→ **THE RECORDS**:
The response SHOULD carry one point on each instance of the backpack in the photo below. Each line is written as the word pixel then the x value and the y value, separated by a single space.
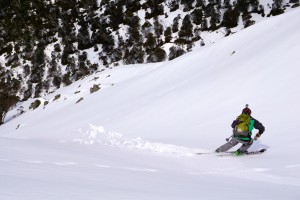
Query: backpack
pixel 244 127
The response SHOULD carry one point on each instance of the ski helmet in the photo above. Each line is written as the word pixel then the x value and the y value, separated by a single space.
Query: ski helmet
pixel 246 110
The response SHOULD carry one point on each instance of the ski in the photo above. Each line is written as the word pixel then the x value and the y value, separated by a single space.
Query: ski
pixel 232 153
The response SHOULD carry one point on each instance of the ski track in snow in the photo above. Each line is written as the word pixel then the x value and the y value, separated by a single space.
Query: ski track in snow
pixel 98 135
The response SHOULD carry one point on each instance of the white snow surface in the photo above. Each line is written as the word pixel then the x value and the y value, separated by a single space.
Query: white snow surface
pixel 137 137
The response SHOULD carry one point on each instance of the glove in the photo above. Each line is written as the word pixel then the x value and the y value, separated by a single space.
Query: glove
pixel 257 136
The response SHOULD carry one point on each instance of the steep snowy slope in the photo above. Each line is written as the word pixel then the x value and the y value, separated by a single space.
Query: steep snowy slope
pixel 142 128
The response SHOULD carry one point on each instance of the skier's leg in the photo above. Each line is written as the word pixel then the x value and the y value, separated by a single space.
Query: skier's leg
pixel 246 146
pixel 227 146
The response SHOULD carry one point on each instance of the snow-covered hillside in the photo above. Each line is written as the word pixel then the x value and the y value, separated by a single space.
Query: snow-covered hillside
pixel 137 136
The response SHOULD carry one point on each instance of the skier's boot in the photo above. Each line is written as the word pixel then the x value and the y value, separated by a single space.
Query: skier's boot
pixel 239 152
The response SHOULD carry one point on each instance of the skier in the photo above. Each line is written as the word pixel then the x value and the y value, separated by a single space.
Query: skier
pixel 242 131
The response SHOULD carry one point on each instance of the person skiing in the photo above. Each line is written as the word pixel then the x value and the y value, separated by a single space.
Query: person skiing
pixel 242 131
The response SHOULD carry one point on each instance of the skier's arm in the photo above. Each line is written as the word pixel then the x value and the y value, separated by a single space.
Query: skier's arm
pixel 234 123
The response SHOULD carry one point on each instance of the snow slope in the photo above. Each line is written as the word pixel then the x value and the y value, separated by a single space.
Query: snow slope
pixel 137 136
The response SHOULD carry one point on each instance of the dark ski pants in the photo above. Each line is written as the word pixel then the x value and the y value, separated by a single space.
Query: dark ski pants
pixel 234 141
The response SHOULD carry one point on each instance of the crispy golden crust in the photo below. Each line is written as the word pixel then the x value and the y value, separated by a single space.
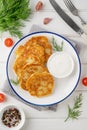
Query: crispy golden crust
pixel 20 50
pixel 40 84
pixel 23 60
pixel 42 41
pixel 28 70
pixel 38 51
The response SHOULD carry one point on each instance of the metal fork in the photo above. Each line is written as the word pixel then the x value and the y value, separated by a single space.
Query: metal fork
pixel 73 10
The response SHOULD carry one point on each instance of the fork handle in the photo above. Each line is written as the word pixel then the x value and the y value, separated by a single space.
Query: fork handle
pixel 84 36
pixel 85 28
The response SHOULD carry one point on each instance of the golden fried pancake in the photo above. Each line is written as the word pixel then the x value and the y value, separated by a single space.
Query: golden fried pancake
pixel 20 50
pixel 42 41
pixel 28 70
pixel 40 84
pixel 23 60
pixel 38 51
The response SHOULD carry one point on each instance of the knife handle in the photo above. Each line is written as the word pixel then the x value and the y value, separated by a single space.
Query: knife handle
pixel 85 28
pixel 84 36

→ **WHAT THE TASK REQUIRES**: An exact restatement of every record is required. Omit the images.

→ **SOLUTION TO THE EXERCISE**:
The response SHOULD carry one point on each instance of the backpack in the photo below. Each line is written as the word pixel then the x value and the y value, separated by a single space.
Query: backpack
pixel 244 127
The response SHOULD carry one point on each instance of the ski helmet in the photo above. Each line is written as the word pixel then the x value and the y value, separated by a single space.
Query: ski helmet
pixel 246 110
The response SHOULD carry one point on each instance of the ski in the photo above. Each line is written as the word pixel then the x value and the y value, separated by a single space.
Query: ski
pixel 232 153
The response SHOULD carry one point on each instance of the ski track in snow in the photo above. Each line is written as the word pixel then the x value and the y value, separated by a single space.
Query: ski track in snow
pixel 98 135
The response SHOULD carry one point on each instance of the white snow surface in the photo above. Each line is written as the word pixel then the x value and the y value, separated by a single space.
Query: white snow surface
pixel 137 137
The response SHOULD carry one point on each instance of the glove in the photo above. Each line is written as the word pixel then the x value and the y value, separated by a single space.
Query: glove
pixel 257 136
The response SHOULD carry one point on each instance of the steep snowy slope in the photo above. Each line is written as the word pixel then the x value and the y value, separated by a single space.
Query: steep snowy slope
pixel 142 128
The response SHOULD carry one point on each instance of the skier's leg in the photo above. Each line is written as the word pixel then the x value and the y value, separated by a single space.
Query: skier's leg
pixel 246 146
pixel 227 146
The response SHOULD carry one point on each instance of the snow-covered hillside in the photo above. Each line is written as the word pixel then the x value and the y value, separated by a single space.
Query: snow-covered hillside
pixel 137 136
The response SHOULD carry one point on each instance of the skier's boot in the photo above. Each line is written as the word pixel then the x value and the y value, separated by a single space.
Query: skier's boot
pixel 239 152
The response SHOULD carry one point on each instance of the skier in the photo above. Each line is written as the word pixel then the x value and the y value, separated by a single space.
Query: skier
pixel 242 131
The response SHOULD carry one point on each instance of the person skiing in the photo above. Each line is written as the word pixel then the x value and the y value, separated by a single space.
Query: person skiing
pixel 242 131
The response SHOULD carry one point on each instance of the skier's arm in the photo above. Each line is written as the word pixel then the x value and the y value, separated by a single space.
Query: skier's arm
pixel 234 123
The response SHOULD carry one point on each instance of the snow slope in the photo above. Each line is written as the word pixel then the x value and the y value, separated by a single space.
Query: snow slope
pixel 137 136
The response SHOULD carry one point on each instance of the dark ski pants in the photo above. Each line is written as the word pixel then the x value and the y value, separated by a single space.
Query: dark ski pants
pixel 234 141
The response SHOULD carry one point on each instance of the crispy golden crust in the photo below. Each line is written as the word pixel then the x value and the y value, separated by a single space.
Query: crispy golden crust
pixel 20 50
pixel 40 84
pixel 23 60
pixel 42 41
pixel 28 70
pixel 38 51
The response SHOULD carry one point on each instance of the metal fork in the photo above. Each line is written as the word pixel then the x value and the y value, separated by a single space.
Query: metal fork
pixel 73 10
The response SHOULD carry one point on each instance of the fork handle in the photo above. Each line is written as the word pixel then the x value and the y value, separated by a single space.
Query: fork handle
pixel 84 36
pixel 85 28
The response SHOULD carry one point on each instance of the golden fried pancake in the photo above. Each line is written as the word pixel then the x value and the y value, separated by a single space.
Query: golden fried pancake
pixel 20 50
pixel 42 41
pixel 28 70
pixel 40 84
pixel 23 60
pixel 38 51
The response SHOULD carry one point on each instance of the knife handle in the photo above. Each line is written as the word pixel then the x value and the y value, separated by a single space.
Query: knife handle
pixel 85 28
pixel 84 36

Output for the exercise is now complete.